EXTRACTED INFORMATION section start
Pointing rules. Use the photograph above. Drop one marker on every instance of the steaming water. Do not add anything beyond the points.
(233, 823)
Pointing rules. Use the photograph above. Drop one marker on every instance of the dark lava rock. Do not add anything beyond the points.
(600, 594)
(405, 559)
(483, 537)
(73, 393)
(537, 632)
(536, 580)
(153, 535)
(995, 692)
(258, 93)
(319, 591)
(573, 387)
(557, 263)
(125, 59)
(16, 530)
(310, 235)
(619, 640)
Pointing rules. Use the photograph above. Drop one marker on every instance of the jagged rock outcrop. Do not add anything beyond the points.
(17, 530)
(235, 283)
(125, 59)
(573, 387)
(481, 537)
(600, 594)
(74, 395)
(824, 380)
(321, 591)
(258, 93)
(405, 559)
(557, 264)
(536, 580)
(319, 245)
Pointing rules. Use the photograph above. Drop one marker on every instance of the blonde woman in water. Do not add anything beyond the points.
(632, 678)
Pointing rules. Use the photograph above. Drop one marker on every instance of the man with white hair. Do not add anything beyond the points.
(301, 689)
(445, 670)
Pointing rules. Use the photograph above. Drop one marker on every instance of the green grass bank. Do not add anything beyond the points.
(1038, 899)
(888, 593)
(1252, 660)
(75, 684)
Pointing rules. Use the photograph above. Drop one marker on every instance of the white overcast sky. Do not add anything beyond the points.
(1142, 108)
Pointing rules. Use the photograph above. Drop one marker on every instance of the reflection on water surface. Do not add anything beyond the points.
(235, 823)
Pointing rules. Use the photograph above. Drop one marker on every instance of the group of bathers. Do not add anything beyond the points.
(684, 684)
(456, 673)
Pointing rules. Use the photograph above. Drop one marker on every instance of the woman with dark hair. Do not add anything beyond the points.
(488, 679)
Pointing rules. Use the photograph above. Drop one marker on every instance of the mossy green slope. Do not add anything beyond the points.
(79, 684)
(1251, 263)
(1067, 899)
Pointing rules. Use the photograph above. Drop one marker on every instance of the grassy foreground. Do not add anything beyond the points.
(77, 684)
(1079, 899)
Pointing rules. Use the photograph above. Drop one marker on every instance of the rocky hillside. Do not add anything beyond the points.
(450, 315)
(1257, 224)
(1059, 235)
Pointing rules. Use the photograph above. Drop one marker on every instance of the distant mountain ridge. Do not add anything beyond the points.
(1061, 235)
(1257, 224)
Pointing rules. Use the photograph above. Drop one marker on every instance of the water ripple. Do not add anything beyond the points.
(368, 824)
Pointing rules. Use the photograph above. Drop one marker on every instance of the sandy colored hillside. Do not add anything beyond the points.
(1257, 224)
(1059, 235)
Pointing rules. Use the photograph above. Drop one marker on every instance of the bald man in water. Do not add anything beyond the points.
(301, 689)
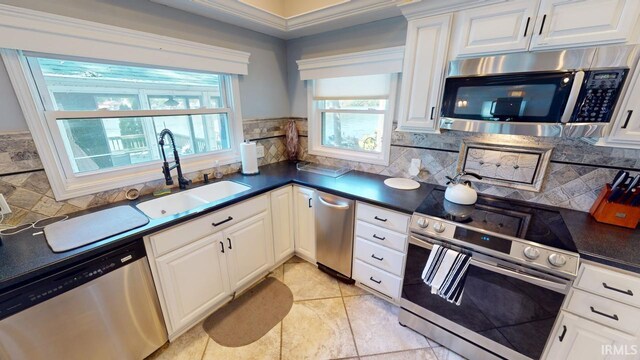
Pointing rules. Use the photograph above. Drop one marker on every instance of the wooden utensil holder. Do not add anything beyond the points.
(614, 213)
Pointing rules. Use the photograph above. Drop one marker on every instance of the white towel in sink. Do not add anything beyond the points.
(445, 272)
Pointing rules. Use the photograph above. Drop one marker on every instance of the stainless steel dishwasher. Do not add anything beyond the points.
(105, 308)
(334, 234)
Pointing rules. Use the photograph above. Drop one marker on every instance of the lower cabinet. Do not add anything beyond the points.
(305, 231)
(575, 338)
(249, 249)
(282, 220)
(193, 279)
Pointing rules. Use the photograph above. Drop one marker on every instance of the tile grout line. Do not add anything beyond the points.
(355, 345)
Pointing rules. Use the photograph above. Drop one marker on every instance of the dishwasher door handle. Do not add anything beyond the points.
(335, 206)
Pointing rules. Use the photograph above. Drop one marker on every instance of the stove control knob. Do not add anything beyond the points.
(439, 227)
(422, 222)
(557, 260)
(531, 253)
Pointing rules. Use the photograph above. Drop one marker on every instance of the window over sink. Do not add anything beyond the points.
(102, 119)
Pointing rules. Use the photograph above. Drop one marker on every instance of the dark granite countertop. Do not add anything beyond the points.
(25, 257)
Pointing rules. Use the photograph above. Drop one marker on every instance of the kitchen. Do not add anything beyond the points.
(311, 157)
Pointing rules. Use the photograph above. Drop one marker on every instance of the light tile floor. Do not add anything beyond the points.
(328, 320)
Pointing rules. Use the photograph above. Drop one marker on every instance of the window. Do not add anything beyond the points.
(102, 119)
(351, 117)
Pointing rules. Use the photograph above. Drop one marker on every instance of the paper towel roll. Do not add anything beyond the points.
(249, 158)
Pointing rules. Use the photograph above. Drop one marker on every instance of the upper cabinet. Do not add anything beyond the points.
(499, 28)
(423, 72)
(587, 22)
(522, 25)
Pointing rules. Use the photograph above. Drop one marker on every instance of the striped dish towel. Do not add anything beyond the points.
(445, 272)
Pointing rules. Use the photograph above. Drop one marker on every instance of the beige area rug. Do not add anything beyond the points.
(249, 317)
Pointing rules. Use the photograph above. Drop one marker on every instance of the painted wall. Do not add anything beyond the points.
(371, 36)
(263, 93)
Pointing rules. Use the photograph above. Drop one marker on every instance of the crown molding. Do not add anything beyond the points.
EXTRACTED INFORMATION section end
REQUIRED ACTION: Each line above must be repeated exactly in the answer, with pictures omitted.

ANSWER AREA:
Pointing rules. Use the photograph above. Drop one marker on every instance of the steaming water. Do not add anything beyond the points.
(233, 823)
Pointing rules. Use the photograph above. Drop one marker on every instance of the dark lava rock. Do not add anything beyond the points.
(600, 594)
(405, 559)
(483, 537)
(73, 393)
(537, 632)
(536, 580)
(153, 535)
(995, 692)
(258, 93)
(319, 591)
(573, 387)
(557, 263)
(125, 59)
(16, 530)
(310, 235)
(619, 640)
Pointing rules. Use the photograph above. Drop one marker on every instance of the jagged rock outcrop. Do not add anything beyond the points.
(17, 530)
(235, 283)
(125, 59)
(573, 387)
(481, 537)
(600, 594)
(74, 395)
(824, 380)
(321, 591)
(258, 93)
(405, 559)
(557, 264)
(536, 580)
(319, 245)
Pointing rules. Use the photograph above. Drop one marker on every instance of the blonde woman in water. Do not add anything beyond the points.
(632, 678)
Pointing rules. Use the photograph above. Drop one marker on every instance of the man with white hair. Do not add anything beyond the points.
(301, 689)
(445, 670)
Pointing rules. Use the photograph above. Drop one marker on every instance of the green grass bank. Do not add anything beyond the points.
(1038, 899)
(888, 593)
(1252, 660)
(75, 684)
Pointing rules. Use the photograph above. Drop one marker on every instance of the white overcast sky. Do not add anything beyond the points.
(1142, 108)
Pointing rules. Use the photograph above. Drop one marker on every instance of the reflection on water surface. Do not add anything beyond the points.
(235, 823)
Pointing rules. Use the photograph above. Drop one marker on every instance of the group of bathers. Do not add anything beyond the points.
(684, 684)
(456, 673)
Pointing rules. Use the photograph above. Drop one marker on every instance of the woman with dark hair. Do not add anything beyond the points.
(488, 679)
Pointing rules. Use the photograph above. Drop one marker on every instance of the mossy green slope. Do not add anything beyond the points.
(79, 684)
(1251, 263)
(1067, 899)
Pointing rules. Use the photograph above. Drop one marker on every instance of the grassy foreground. Do not add anything beyond the points.
(77, 684)
(1079, 899)
Pointing rules. Use the photograph above. Drop one marker on every instance of the rocky hillside. Do not add anything beyond the points.
(450, 315)
(1257, 224)
(1059, 235)
Pointing rules. Use the photograph above. Drop one marker on every instance of the distant mountain ridge. Do not add anything beyond the points.
(1061, 235)
(1257, 224)
Pointing rules. Use the photograph above. Drop one marker on every instance of the water ripple. Do not add anything beyond the points.
(368, 824)
Pointing rules. Use the photograph above. Drop one marker on every instance of the sandy colored hillside. Do not add anything beyond the points.
(1257, 224)
(1059, 235)
Pointing rules. Use the photograph above. Drop one marker on every instance of the bald man in water. Do not add anything beyond the points.
(301, 689)
Pointing rules. Use the photograph above. Drop one marker on every instance of the wooden utensil holder. Do not add anything beyond the points.
(614, 213)
Pointing rules. Use the photograph above. Drop one marker on every instance of the white towel in sink. Do not add anything beyond the points.
(445, 272)
Pointing rules. Use the photograph above. Drop one marker on every instance of the stainless steel dishwasher. Do not add anything beyond the points.
(105, 308)
(334, 234)
Pointing rules. Use the photograph above. Drop one marker on every instance of the lower cabinet. Do not add anything beyond the points.
(305, 231)
(575, 338)
(249, 249)
(282, 220)
(193, 279)
Pointing rules. Use the photograph above. Drop one marker on every instance of the tile grout line. Do not add anything beyond the points.
(355, 345)
Pointing rules. Use the photograph above. Drop one marker on every instance of the dishwasher door handle. Do not add anything beyond the points.
(335, 206)
Pointing rules. Use the photograph above. Drop one marker on every instance of the stove control knob. Do not add anything beyond the points.
(439, 227)
(422, 222)
(557, 260)
(531, 253)
Pointing rules. Use the photograph above. Drop one marker on every instance of the window over sink. Do not add anything beyond the points.
(102, 119)
Pointing rules. Use the photograph above. Drop one marker on every instance of the dark granite countertop. Do not add anything beyond the points.
(25, 257)
Pointing rules. Use the photograph above. Drop one marker on every instance of the kitchen. Do not add anything beyond the points.
(311, 157)
Pointing rules. Use the photograph above. Drop one marker on every instance of the light tile floor. Do not add anything beyond the points.
(328, 320)
Pointing rules. Use the photograph above. Drop one marker on every instance of the window. Do not add anything beyond the points.
(102, 119)
(351, 117)
Pointing rules. Use the photograph above. Drop one marker on every instance of the paper towel roll. Do not add anything beyond the points.
(249, 158)
Pointing rules. Use the photograph above. Drop one marker on every instance of the upper cabinet. Do not add anything beyond the points.
(499, 28)
(423, 72)
(587, 22)
(522, 25)
Pointing rules. Use the photograph above. Drop one marker on every instance of the striped dish towel. Do not add anything beyond the points.
(445, 272)
Pointing rules. Use the photograph above. Drop one marker on every instance of the beige area rug. Do not add anything beyond the points.
(249, 317)
Pointing rules. Use the photograph above. Drop one marker on every instance of the painted wall. Do not add anything beyond the points.
(371, 36)
(263, 93)
Pointing rules. Use the photograph above. Drop one marker on every instance of the crown molding. Do not add anything beyond the points.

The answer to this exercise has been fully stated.